* **POLECENIE 1**
Dlaczego według tekstu o restauracji Czarda Grill rolada z kapustą i kluskami śląskimi rozpływała się w ustach?

GTW w podróży: czarda Grill- historia o tym jak uwiodła mnie śląska kuchnia

Jedziemy na Śląsk! To zdanie padło w tym roku niezwykle często. Podczas jednej z podróży zgłodnieliśmy. Zatrzymaliśmy się w przydrożnej restauracji w Czechowicach Dziedzicach. Nie spodziewaliśmy się niczego specjalnego, a okazało się, że w Czarda Grill dzieje się magia.


Czarda Grill



Knajpa jest urządzona w stylu gospody: dużo drewna i rustykalne akcenty. Dużo jest też miejsca. Obsługa tak średnio uprzejma, ale tragedii nie ma. Tym, co sprawiło, że nawet teraz chciałabym wstać i tam pojechać jest jedzenie.

Czarda Grill


Jaka ta rolada z kapustą i kluskami śląskimi była pyszna! Rozpływała się w ustach za sprawą delikatnego, perfekcyjnego sosu. A polędwiczki wieprzowe były najlepszymi, jakie w życiu jadłam! No po prostu majstersztyk!

* **POLECENIE 2**
Przedstaw wszystkie wpisy zamieszczone poniżej w postaci listy numerowanej, z pominięciem pustych wierszy.

* **DANE WEJŚCIOWE**

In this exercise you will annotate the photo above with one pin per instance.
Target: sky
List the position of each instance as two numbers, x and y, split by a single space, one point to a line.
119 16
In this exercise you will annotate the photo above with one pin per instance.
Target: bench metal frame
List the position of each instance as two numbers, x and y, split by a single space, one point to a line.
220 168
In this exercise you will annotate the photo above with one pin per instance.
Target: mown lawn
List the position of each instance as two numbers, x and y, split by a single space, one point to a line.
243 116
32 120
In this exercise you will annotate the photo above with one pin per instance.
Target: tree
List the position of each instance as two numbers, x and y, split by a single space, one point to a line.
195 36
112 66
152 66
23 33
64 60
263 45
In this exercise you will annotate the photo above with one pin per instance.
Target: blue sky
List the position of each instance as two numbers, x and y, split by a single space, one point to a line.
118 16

* **WYNIK ĆWICZENIA 1**
Rozpływała się w ustach za sprawą delikatnego, perfekcyjnego sosu.

* **WYNIK ĆWICZENIA 2**
1. In this exercise you will annotate the photo above with one pin per instance.
2. Target: sky
3. List the position of each instance as two numbers, x and y, split by a single space, one point to a line.
4. 119 16
5. In this exercise you will annotate the photo above with one pin per instance.
6. Target: bench metal frame
7. List the position of each instance as two numbers, x and y, split by a single space, one point to a line.
8. 220 168
9. In this exercise you will annotate the photo above with one pin per instance.
10. Target: mown lawn
11. List the position of each instance as two numbers, x and y, split by a single space, one point to a line.
12. 243 116
13. 32 120
14. In this exercise you will annotate the photo above with one pin per instance.
15. Target: tree
16. List the position of each instance as two numbers, x and y, split by a single space, one point to a line.
17. 195 36
18. 112 66
19. 152 66
20. 23 33
21. 64 60
22. 263 45
23. In this exercise you will annotate the photo above with one pin per instance.
24. Target: blue sky
25. List the position of each instance as two numbers, x and y, split by a single space, one point to a line.
26. 118 16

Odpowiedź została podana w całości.